[Given task] Verbatim output of all the material below is required.

start Materials provided

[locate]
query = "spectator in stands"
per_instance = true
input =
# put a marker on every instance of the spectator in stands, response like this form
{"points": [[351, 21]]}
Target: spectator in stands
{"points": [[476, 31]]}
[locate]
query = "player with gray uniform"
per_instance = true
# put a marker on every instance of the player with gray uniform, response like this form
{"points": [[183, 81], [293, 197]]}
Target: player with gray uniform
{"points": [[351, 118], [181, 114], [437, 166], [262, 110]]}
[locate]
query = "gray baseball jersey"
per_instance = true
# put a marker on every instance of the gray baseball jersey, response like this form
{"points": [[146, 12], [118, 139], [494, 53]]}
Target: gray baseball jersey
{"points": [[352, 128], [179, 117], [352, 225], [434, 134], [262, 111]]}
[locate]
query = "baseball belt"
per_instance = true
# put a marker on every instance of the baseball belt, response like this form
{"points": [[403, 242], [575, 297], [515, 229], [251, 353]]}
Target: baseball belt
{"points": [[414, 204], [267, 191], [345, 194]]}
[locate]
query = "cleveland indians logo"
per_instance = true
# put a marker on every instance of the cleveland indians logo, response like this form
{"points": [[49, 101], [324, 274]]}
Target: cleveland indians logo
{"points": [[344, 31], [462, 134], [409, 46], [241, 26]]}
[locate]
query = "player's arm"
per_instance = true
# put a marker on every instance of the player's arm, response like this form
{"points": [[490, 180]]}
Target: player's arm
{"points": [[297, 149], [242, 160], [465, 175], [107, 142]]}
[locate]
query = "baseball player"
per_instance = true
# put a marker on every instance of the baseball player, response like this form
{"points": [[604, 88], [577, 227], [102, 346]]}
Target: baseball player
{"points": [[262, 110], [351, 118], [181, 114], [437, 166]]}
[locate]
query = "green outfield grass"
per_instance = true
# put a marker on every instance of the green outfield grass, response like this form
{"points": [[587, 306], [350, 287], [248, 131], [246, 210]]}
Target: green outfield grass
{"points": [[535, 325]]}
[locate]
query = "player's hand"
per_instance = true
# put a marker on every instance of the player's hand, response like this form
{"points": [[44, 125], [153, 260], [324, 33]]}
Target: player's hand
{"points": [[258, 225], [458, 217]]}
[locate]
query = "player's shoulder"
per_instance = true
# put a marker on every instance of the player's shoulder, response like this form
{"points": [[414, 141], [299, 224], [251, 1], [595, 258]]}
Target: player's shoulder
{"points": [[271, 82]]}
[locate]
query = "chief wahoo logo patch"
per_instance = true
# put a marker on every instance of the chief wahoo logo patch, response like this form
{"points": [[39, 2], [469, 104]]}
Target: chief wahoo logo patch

end Materials provided

[Problem solution]
[locate]
query = "spectator in stands"
per_instance = true
input =
# put a marker on every instance of the spectator in stands, response like this form
{"points": [[351, 21]]}
Target: spectator in stands
{"points": [[476, 31]]}
[locate]
query = "player with gray uniform"
per_instance = true
# put a marker on every instance of the player with gray uniform, response like this form
{"points": [[183, 81], [293, 197]]}
Target: player with gray uniform
{"points": [[351, 118], [181, 114], [437, 166], [262, 110]]}
[locate]
query = "gray baseball jersey"
per_instance = true
# put a marker on every instance of the gray baseball jersey, response like this form
{"points": [[146, 12], [118, 139], [494, 53]]}
Target: gray baseball jersey
{"points": [[352, 128], [179, 117], [352, 225], [434, 134], [262, 111]]}
[locate]
query = "baseball belt"
per_instance = true
# put a marker on every instance of the baseball belt, response like this form
{"points": [[403, 242], [575, 297], [515, 229], [251, 353]]}
Target: baseball belt
{"points": [[414, 204], [267, 191], [345, 194]]}
[locate]
query = "cleveland indians logo"
per_instance = true
# put a marker on every instance of the cleveland indians logo, response like this form
{"points": [[49, 101], [324, 274]]}
Target: cleveland indians logo
{"points": [[344, 31], [462, 134], [409, 46], [241, 26]]}
[locate]
query = "player's arm"
per_instance = true
# put a marker on every instance of the player's arm, response like this form
{"points": [[490, 180]]}
Target: player's arm
{"points": [[297, 149], [242, 160], [465, 175], [107, 142]]}
[locate]
query = "baseball player"
per_instance = true
# put a marker on every instance of the baseball player, response like this form
{"points": [[604, 88], [577, 227], [102, 346]]}
Target: baseball player
{"points": [[262, 110], [351, 118], [181, 114], [437, 166]]}
[locate]
query = "green outfield grass"
per_instance = true
# put a marker on every instance of the green outfield grass, response like this form
{"points": [[587, 306], [350, 287], [248, 131], [246, 210]]}
Target: green outfield grass
{"points": [[535, 325]]}
[locate]
query = "player's hand"
per_instance = true
# put a marker on every instance of the player's hand, response like this form
{"points": [[44, 125], [153, 260], [324, 33]]}
Target: player's hand
{"points": [[258, 225], [458, 217]]}
[locate]
query = "player's shoulder"
per_instance = true
# put a marker on every instance of the player's shoulder, response like this form
{"points": [[414, 141], [299, 224], [251, 1], [595, 258]]}
Target: player's shoulder
{"points": [[271, 82]]}
[locate]
query = "chief wahoo logo patch"
per_instance = true
# put a marker on every instance of the chief wahoo logo patch, response like this form
{"points": [[39, 2], [469, 104]]}
Target: chief wahoo logo patch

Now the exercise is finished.